WHAT TO PRODUCE: Could you reproduce all of the data below word for word, without changing a single character?

TASK INPUTS:
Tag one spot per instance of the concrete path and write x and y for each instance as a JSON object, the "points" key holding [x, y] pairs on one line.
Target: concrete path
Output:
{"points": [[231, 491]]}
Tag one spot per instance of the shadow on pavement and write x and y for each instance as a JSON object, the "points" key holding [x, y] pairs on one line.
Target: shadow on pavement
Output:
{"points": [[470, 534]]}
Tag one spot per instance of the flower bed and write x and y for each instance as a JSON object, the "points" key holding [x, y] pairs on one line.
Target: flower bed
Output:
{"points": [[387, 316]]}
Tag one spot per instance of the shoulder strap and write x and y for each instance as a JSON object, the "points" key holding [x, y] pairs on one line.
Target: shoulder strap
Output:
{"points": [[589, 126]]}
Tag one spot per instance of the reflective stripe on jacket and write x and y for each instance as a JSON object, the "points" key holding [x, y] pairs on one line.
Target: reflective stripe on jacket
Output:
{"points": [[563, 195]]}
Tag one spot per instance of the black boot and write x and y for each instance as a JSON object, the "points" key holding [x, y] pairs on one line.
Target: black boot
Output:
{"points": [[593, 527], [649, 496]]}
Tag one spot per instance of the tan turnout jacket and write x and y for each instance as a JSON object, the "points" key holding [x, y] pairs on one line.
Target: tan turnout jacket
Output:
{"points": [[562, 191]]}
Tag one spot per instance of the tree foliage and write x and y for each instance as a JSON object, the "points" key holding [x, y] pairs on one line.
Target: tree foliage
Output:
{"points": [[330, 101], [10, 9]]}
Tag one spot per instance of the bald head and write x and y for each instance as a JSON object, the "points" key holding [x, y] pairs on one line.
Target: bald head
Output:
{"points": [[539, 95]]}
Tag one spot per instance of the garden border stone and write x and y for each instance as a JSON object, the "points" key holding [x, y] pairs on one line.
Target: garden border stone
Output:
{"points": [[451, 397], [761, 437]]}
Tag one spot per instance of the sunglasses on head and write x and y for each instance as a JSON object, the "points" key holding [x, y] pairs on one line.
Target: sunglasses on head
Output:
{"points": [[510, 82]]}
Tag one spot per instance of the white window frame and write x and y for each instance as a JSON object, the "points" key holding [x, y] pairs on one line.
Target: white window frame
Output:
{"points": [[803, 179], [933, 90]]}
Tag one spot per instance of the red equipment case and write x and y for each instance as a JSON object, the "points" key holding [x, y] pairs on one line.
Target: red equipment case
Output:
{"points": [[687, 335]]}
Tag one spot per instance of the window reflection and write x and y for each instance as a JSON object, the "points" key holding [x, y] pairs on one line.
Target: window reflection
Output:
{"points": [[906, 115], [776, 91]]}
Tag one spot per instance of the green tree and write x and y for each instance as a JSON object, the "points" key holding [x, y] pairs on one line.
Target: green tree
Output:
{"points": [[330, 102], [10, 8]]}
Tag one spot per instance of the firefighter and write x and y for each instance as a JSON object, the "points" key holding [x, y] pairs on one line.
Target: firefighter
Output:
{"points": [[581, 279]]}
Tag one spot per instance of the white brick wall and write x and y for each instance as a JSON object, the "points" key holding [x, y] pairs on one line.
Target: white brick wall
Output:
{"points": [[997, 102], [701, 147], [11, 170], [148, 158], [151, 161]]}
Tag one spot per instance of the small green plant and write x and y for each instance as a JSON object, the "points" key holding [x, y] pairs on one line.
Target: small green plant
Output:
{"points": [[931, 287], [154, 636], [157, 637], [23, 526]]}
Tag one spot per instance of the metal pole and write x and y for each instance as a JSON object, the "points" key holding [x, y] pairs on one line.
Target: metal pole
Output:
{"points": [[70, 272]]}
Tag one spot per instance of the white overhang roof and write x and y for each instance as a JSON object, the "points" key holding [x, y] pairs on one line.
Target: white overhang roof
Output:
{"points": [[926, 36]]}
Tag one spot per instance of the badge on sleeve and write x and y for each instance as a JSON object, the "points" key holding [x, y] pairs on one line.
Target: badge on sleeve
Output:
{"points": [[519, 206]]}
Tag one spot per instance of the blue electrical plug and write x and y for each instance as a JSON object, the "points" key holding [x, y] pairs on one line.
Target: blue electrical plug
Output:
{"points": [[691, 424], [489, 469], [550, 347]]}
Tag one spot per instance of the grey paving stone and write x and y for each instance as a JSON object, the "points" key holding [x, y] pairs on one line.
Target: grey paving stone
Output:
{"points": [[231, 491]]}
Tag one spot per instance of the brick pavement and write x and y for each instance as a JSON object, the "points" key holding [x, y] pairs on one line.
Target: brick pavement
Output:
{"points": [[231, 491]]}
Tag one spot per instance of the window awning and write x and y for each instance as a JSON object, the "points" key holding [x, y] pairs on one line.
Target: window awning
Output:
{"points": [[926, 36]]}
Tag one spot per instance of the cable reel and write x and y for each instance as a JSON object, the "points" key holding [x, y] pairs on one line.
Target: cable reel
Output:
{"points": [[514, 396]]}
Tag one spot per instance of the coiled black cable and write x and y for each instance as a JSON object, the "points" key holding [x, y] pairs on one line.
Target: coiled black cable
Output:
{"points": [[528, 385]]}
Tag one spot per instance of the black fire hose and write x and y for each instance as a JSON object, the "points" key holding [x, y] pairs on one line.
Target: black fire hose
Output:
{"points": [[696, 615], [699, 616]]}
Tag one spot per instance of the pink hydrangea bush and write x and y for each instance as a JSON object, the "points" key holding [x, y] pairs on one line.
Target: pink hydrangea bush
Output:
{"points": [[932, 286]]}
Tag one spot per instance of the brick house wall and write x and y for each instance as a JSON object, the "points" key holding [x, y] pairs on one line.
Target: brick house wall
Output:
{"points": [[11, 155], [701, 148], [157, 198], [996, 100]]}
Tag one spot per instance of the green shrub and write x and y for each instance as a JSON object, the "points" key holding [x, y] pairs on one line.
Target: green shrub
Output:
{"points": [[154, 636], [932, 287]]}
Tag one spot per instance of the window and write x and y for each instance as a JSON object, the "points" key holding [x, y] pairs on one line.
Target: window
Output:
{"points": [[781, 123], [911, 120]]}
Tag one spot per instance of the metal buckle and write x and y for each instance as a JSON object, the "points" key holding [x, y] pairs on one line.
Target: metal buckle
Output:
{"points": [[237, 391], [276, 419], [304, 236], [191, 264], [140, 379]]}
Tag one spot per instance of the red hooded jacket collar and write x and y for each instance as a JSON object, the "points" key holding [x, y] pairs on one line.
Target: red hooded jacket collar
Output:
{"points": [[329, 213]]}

TASK SOLUTION:
Tag one spot per instance of the concrete path and write x and y for each instance as a JSON object, the "points" key holding [x, y] pairs on one line.
Target: concrete path
Output:
{"points": [[231, 491]]}
Tag one spot per instance of the shadow on pavement and write x and y for each instance as a JSON object, the "points" key holding [x, y] pairs on one line.
Target: shadow on pavement
Output:
{"points": [[470, 534]]}
Tag one spot per instance of the flower bed and write x and y for each instance as a JSON object, the "points" key holding [x, y] pairs on one line.
Target: flower bed
Output:
{"points": [[387, 316]]}
Tag one spot per instance of the shoulder strap and write x and y for each instance as a JSON object, the "points" key holding [x, y] pairs on one line.
Target: shoulder strap
Output:
{"points": [[589, 126]]}
Tag one spot per instance of the reflective stripe on jacket and write x and y for each instance as a JSON object, the "points" key holding [x, y] pairs on one line.
Target: reflective stripe on jacket
Output:
{"points": [[563, 195]]}
Tag one spot per instance of the black boot and write x and y for each instance as a JSON object, the "points" key holding [x, y] pairs on one line.
Target: black boot
Output:
{"points": [[593, 527], [649, 496]]}
Tag one spot per instance of the tan turnout jacket and write x and y for each instance as a JSON object, the "points" key holding [x, y] pairs on one line.
Target: tan turnout jacket
Output:
{"points": [[562, 191]]}
Tag one spot per instance of the tree foliage and write x and y for each instance as a JSON object, the "points" key holding [x, y] pairs on one line.
Target: tree foliage
Output:
{"points": [[330, 101], [10, 9]]}
Tag one spot per instance of the bald head and write x and y for each instance as a JSON object, the "points" key holding [x, y] pairs on one line.
Target: bald head
Output:
{"points": [[539, 95]]}
Tag one spot per instance of the garden border stone and write x and y for each instance as a JSON object, the "points" key holding [x, y] pairs on one line.
Target: garden border stone
Output:
{"points": [[451, 397], [761, 437]]}
Tag one spot per instance of the sunglasses on head and write x and y for each instance as a JSON object, the "points" key holding [x, y] pairs on one line.
Target: sunglasses on head
Output:
{"points": [[510, 82]]}
Tag one spot per instance of the white window frame and write x and y for each instance as a JSON object, the "points" key holding [x, y] pairs on one line.
Target: white window frame
Output:
{"points": [[803, 179], [933, 90]]}
Tag one spot per instance of the red equipment case and write x and y for each instance as a JSON object, the "points" key holding [x, y] pairs on one line.
Target: red equipment case
Output:
{"points": [[687, 335]]}
Tag one spot per instance of the window reflection and write x and y for each instance as a JSON object, the "points" key holding [x, y] pairs on one line.
Target: window reflection
Output:
{"points": [[906, 115], [776, 91]]}
Tag one spot per instance of the green tree and write x and y for each instance as a JSON object, the "points" key holding [x, y] pairs on one line.
Target: green tree
Output:
{"points": [[330, 102], [10, 8]]}
Tag one spot per instance of the firefighter and write x and y for each instance as a JSON object, the "points" key holding [x, y] pairs on one line.
Target: firefighter
Output:
{"points": [[581, 279]]}
Tag one spot per instance of the white brick wall and write x and y for each instance as a JSON object, the "points" key holding [x, y] pairs on one line.
Target: white brick wall
Output:
{"points": [[997, 102], [701, 147], [11, 170], [148, 158], [151, 161]]}
Tag one spot per instance of the small green plant and write x and y for each instance as a JSON object, the "points" key holding [x, y] pairs on one line.
Target: small green plant
Output:
{"points": [[931, 287], [154, 636], [157, 637], [23, 526]]}
Tag one spot per instance of the metal pole and write x and y for each instance as a JSON object, the "points" key holding [x, y] pairs on one line.
Target: metal pole
Output:
{"points": [[70, 272]]}
Tag one spot per instance of the white overhang roof and write x and y for each instance as a JSON object, the "points" key holding [x, y] pairs on one line.
Target: white overhang roof
Output:
{"points": [[926, 36]]}
Tag one spot per instance of the badge on sleeve and write x and y for each instance as a JSON object, the "points" key holding [x, y] pairs on one line.
Target: badge on sleeve
Output:
{"points": [[519, 206]]}
Tag one spot per instance of the blue electrical plug and write x and y for each instance as a JSON object, the "points" key holding [x, y] pairs on one line.
Target: blue electrical plug
Output:
{"points": [[691, 424], [489, 469], [550, 347]]}
Tag one spot per instance of the grey paving stone and write x and y for each instance as a JSON object, the "points" key holding [x, y] pairs on one line.
Target: grey paving stone
Output:
{"points": [[231, 491]]}
Tag one spot per instance of the brick pavement and write x and y for each instance as a JSON object, the "points" key holding [x, y] pairs on one line.
Target: brick pavement
Output:
{"points": [[231, 491]]}
Tag one spot per instance of the window awning and write x and y for each instance as a JSON object, the "points" key holding [x, y] pairs on one line.
Target: window awning
Output:
{"points": [[926, 36]]}
Tag one spot per instance of the cable reel and write x and y for each instance as a JSON object, the "points" key holding [x, y] pairs on one line.
Target: cable reel
Output:
{"points": [[514, 396]]}
Tag one spot per instance of the coiled black cable and write x and y for each instance as a JSON object, the "points" key holding [x, y] pairs on one line.
Target: coiled black cable
Output:
{"points": [[528, 385]]}
Tag one spot per instance of the black fire hose and write x and y for each instance as a JSON object, the "points" key holding [x, y] pairs on one line.
Target: black fire hose
Output:
{"points": [[696, 615], [699, 616]]}
Tag one spot per instance of the pink hydrangea bush and write x and y for each instance as a JSON object, the "points" key holding [x, y] pairs on one line.
Target: pink hydrangea bush
Output:
{"points": [[932, 286]]}
Tag one spot per instance of the brick house wall and write x and y for each instance as a JSON object, the "points" key holding [x, y] pairs on one line.
Target: brick house wall
Output:
{"points": [[11, 155], [701, 148], [157, 198], [996, 100]]}
Tag one spot per instance of the green shrub and write x and y for each instance as a JSON object, the "points" key holding [x, y] pairs on one line.
Target: green shrub
Output:
{"points": [[154, 636], [932, 287]]}
Tag one spot per instance of the window and write x and y for each instance as a JSON object, the "points" key holding [x, y] pairs on one line.
Target: window
Output:
{"points": [[781, 123], [911, 120]]}
Tag one spot per instance of the metal buckle and write x and y for each instance as a JSON object, the "points" key holding [x, y] pairs on one line.
Target: metal buckle
Output:
{"points": [[237, 391], [276, 419], [304, 236], [191, 264], [140, 379]]}
Tag one spot per instance of the red hooded jacket collar and write x and y for each instance as a JSON object, the "points" key holding [x, y] pairs on one line.
Target: red hooded jacket collar
Output:
{"points": [[329, 213]]}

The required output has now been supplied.